» **Aim of the task**
Print exactly the lines from the line with "Expected output, for every instance of the dense" to the last line of the data, please, both included.

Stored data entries
□ □ □ □ □ □ □
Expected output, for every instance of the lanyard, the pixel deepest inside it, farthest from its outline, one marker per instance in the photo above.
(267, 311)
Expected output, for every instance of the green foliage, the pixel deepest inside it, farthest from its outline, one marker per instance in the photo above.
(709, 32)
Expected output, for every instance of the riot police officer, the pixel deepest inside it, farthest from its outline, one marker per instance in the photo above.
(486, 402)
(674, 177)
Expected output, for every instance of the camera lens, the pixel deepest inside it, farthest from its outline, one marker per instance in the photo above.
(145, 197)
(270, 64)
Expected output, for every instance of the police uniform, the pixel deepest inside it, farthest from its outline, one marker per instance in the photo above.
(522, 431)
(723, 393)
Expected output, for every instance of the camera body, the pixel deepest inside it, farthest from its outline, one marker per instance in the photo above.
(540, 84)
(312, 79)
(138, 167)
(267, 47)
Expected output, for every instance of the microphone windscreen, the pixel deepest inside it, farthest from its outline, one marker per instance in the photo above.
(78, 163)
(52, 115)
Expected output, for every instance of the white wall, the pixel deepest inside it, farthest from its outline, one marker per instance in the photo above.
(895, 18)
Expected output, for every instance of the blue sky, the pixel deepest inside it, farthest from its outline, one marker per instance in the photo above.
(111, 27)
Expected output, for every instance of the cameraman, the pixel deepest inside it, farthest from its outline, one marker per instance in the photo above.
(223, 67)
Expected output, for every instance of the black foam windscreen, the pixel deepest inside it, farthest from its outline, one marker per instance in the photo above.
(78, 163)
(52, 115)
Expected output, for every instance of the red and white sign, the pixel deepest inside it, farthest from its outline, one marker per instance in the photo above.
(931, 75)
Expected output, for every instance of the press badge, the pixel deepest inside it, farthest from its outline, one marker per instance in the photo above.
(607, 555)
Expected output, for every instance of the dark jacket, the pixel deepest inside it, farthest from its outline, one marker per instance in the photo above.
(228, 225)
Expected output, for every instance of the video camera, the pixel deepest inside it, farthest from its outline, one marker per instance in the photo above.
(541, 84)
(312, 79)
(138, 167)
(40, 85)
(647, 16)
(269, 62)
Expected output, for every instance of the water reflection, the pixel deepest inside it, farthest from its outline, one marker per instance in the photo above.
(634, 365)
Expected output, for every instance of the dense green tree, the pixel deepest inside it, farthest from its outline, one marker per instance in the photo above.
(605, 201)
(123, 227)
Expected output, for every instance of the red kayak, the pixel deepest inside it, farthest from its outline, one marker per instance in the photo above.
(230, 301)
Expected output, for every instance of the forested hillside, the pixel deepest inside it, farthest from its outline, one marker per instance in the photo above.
□ □ □ □ □ □ □
» **Expected output**
Expected output, for every instance of the dense green tree, the pixel deepest inside it, farthest from its outline, one marker per instance in the photo above.
(605, 201)
(123, 227)
Expected output, for every instance of the red kayak, the pixel deepest inside it, farthest from its outline, one marker per instance in the photo above.
(230, 301)
Expected output, for every instance of the forested hillside, the pixel deepest inside it, farthest from its outline, one marker per instance in the photo above.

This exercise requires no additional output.